Only lines holding the string "railing" are wanted; copy each one from the material.

START Records for this task

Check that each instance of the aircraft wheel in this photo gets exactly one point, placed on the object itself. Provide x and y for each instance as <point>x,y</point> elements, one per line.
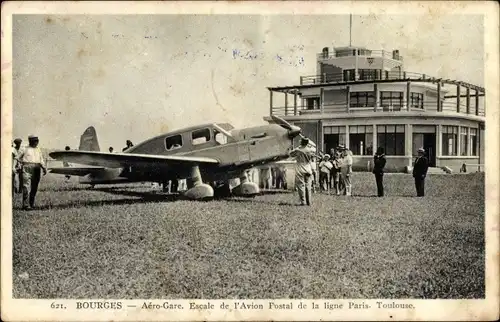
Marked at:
<point>247,189</point>
<point>200,192</point>
<point>222,191</point>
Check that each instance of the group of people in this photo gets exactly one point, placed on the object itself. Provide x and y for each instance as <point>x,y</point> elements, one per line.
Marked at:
<point>335,171</point>
<point>28,165</point>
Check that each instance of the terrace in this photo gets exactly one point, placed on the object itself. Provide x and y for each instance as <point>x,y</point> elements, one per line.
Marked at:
<point>464,97</point>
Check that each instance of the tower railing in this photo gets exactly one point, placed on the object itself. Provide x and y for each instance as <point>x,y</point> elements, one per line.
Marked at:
<point>341,108</point>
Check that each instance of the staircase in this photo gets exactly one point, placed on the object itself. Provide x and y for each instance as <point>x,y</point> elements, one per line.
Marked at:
<point>431,170</point>
<point>436,170</point>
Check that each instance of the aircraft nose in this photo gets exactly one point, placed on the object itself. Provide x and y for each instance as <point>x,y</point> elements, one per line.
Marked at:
<point>294,131</point>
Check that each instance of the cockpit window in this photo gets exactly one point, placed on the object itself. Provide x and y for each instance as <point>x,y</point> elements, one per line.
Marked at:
<point>173,142</point>
<point>220,138</point>
<point>200,136</point>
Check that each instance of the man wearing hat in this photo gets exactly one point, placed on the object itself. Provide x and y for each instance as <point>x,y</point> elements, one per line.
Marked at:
<point>420,168</point>
<point>33,164</point>
<point>346,170</point>
<point>17,182</point>
<point>325,166</point>
<point>303,155</point>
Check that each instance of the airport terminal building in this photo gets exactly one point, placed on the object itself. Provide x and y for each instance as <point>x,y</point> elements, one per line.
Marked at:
<point>365,98</point>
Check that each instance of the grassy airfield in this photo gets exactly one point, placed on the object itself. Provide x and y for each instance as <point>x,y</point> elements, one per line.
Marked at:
<point>132,242</point>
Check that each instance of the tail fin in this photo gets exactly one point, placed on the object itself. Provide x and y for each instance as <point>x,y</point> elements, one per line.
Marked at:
<point>88,140</point>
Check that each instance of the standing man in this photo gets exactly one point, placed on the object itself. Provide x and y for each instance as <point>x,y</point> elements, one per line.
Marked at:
<point>325,166</point>
<point>346,170</point>
<point>66,163</point>
<point>378,170</point>
<point>32,164</point>
<point>420,168</point>
<point>17,176</point>
<point>303,155</point>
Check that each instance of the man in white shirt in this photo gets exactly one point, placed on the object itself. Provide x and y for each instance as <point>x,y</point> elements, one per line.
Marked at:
<point>304,155</point>
<point>33,164</point>
<point>346,170</point>
<point>17,180</point>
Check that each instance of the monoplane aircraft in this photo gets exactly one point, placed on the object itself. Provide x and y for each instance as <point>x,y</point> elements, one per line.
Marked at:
<point>202,155</point>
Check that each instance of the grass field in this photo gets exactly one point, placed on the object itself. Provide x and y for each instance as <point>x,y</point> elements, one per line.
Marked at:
<point>129,242</point>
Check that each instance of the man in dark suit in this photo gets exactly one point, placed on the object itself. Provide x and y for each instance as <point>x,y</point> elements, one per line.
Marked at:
<point>378,170</point>
<point>420,172</point>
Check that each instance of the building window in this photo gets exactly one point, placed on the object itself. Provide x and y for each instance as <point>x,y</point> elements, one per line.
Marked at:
<point>349,74</point>
<point>362,99</point>
<point>312,103</point>
<point>464,142</point>
<point>200,136</point>
<point>450,140</point>
<point>367,74</point>
<point>473,141</point>
<point>391,101</point>
<point>391,138</point>
<point>361,139</point>
<point>173,142</point>
<point>417,100</point>
<point>333,136</point>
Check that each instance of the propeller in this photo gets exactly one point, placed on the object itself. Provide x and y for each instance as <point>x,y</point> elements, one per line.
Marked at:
<point>293,130</point>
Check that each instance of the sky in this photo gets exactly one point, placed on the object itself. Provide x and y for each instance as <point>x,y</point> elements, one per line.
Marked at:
<point>137,76</point>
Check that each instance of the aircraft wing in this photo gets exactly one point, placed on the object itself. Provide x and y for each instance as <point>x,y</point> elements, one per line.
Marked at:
<point>75,171</point>
<point>119,160</point>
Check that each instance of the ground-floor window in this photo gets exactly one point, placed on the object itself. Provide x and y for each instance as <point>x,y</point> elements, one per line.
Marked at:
<point>391,138</point>
<point>450,140</point>
<point>333,136</point>
<point>473,141</point>
<point>312,103</point>
<point>361,139</point>
<point>464,142</point>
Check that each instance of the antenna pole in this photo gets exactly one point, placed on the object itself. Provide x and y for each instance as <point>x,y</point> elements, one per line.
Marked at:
<point>350,30</point>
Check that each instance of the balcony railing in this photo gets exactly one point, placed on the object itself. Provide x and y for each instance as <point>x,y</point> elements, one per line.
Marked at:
<point>361,53</point>
<point>341,107</point>
<point>376,75</point>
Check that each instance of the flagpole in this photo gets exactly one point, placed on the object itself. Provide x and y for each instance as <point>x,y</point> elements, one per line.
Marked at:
<point>350,30</point>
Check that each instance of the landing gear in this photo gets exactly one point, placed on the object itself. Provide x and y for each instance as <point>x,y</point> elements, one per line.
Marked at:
<point>246,188</point>
<point>197,190</point>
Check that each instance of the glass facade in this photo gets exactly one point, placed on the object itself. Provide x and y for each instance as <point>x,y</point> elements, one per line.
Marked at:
<point>391,101</point>
<point>464,142</point>
<point>361,139</point>
<point>391,138</point>
<point>362,99</point>
<point>416,100</point>
<point>473,141</point>
<point>333,136</point>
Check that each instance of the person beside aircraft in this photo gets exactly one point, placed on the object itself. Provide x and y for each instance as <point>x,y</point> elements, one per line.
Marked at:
<point>335,171</point>
<point>420,168</point>
<point>65,163</point>
<point>129,145</point>
<point>379,162</point>
<point>304,155</point>
<point>33,164</point>
<point>346,170</point>
<point>281,177</point>
<point>17,177</point>
<point>325,167</point>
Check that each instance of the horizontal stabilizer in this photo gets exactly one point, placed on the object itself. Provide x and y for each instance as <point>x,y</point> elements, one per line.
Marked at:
<point>75,171</point>
<point>118,160</point>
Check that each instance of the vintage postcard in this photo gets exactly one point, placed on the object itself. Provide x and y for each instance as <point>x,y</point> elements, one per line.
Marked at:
<point>227,161</point>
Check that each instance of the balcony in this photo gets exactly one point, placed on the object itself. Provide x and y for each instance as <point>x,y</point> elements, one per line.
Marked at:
<point>332,53</point>
<point>341,108</point>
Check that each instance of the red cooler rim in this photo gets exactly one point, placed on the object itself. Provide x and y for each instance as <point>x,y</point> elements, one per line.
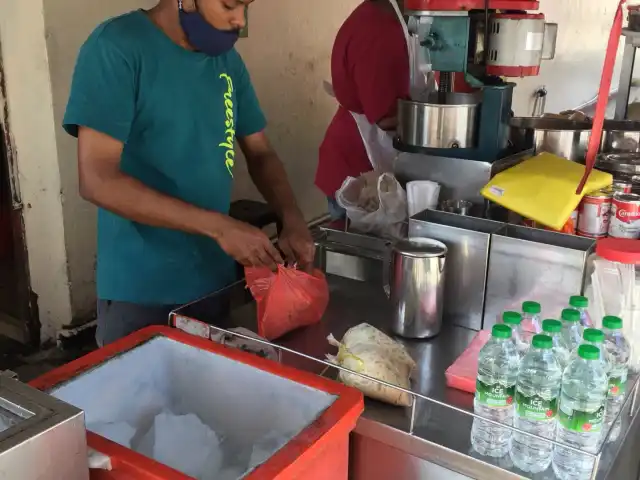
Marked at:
<point>622,250</point>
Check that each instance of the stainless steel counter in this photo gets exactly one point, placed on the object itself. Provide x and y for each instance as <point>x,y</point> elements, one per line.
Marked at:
<point>386,445</point>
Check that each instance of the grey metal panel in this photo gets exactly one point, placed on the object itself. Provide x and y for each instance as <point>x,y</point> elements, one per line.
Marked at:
<point>530,264</point>
<point>468,240</point>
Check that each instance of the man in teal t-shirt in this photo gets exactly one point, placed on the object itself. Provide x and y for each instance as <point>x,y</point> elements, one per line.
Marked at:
<point>157,101</point>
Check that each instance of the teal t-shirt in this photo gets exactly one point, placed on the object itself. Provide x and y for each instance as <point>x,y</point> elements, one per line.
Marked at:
<point>177,113</point>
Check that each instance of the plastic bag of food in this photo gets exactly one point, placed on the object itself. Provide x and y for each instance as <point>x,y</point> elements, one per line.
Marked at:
<point>365,349</point>
<point>375,203</point>
<point>287,299</point>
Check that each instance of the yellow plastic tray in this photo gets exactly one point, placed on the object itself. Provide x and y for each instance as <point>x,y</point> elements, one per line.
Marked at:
<point>543,188</point>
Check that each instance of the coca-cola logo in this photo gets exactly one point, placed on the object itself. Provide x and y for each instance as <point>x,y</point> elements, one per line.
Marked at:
<point>628,215</point>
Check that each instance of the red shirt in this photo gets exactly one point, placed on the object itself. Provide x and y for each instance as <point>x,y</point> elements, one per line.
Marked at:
<point>370,72</point>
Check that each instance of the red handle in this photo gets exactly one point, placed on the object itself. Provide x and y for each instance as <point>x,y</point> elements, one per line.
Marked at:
<point>603,95</point>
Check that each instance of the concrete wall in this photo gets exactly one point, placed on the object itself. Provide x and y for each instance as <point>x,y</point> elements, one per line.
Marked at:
<point>287,52</point>
<point>32,119</point>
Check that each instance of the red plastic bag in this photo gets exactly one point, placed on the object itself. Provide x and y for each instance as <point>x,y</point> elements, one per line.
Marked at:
<point>287,299</point>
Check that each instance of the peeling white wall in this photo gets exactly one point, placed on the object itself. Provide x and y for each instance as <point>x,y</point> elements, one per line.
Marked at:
<point>288,54</point>
<point>32,123</point>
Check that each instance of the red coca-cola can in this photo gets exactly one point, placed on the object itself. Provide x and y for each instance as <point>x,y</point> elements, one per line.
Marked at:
<point>593,214</point>
<point>621,187</point>
<point>625,216</point>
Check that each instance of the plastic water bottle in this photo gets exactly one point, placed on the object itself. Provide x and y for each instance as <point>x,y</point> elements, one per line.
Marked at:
<point>581,414</point>
<point>537,395</point>
<point>571,328</point>
<point>553,328</point>
<point>581,304</point>
<point>618,354</point>
<point>595,337</point>
<point>531,322</point>
<point>495,389</point>
<point>514,320</point>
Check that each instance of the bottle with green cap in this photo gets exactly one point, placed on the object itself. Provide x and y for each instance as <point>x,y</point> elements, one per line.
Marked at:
<point>571,327</point>
<point>531,321</point>
<point>581,304</point>
<point>495,389</point>
<point>581,414</point>
<point>537,395</point>
<point>618,351</point>
<point>553,328</point>
<point>514,320</point>
<point>595,337</point>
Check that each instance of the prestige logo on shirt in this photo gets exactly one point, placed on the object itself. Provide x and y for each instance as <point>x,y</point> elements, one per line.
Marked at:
<point>230,127</point>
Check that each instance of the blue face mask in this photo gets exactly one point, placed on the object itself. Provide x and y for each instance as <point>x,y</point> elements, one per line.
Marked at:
<point>204,37</point>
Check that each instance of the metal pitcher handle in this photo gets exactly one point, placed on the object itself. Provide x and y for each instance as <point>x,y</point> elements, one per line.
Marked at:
<point>386,270</point>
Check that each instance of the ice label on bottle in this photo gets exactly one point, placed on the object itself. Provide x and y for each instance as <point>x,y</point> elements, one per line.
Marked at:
<point>579,421</point>
<point>495,395</point>
<point>536,407</point>
<point>617,386</point>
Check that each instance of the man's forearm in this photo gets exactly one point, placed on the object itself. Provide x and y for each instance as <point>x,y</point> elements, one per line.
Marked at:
<point>269,176</point>
<point>131,199</point>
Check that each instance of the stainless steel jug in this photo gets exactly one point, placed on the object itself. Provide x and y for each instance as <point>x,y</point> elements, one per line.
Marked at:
<point>414,281</point>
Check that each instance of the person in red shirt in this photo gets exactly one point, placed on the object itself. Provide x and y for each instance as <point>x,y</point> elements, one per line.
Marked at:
<point>370,72</point>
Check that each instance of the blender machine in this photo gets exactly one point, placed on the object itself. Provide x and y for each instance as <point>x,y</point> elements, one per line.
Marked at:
<point>458,135</point>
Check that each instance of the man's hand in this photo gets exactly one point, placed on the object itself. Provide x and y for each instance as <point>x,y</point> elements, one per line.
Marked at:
<point>248,245</point>
<point>296,242</point>
<point>268,175</point>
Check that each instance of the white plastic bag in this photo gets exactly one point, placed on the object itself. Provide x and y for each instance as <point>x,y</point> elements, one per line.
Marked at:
<point>375,203</point>
<point>365,349</point>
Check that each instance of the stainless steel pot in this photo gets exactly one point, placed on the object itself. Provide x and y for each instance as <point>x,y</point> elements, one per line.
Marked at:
<point>415,285</point>
<point>566,138</point>
<point>447,121</point>
<point>570,139</point>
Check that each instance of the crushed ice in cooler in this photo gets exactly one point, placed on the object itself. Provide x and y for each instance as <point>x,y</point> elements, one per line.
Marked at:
<point>170,395</point>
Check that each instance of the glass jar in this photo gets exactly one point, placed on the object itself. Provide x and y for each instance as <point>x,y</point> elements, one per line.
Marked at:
<point>613,287</point>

END Records for this task

Exercise response ▸
Check that each instance of the tower railing in this photo gets exactly one point, placed on the object itself. Provide x and y for each instance as <point>x,y</point> elements, one per line.
Check that each instance of the balcony railing in this photo gets exactly one point, placed on the object itself. Provide x and y for each instance as <point>x,y</point> elements, one per line.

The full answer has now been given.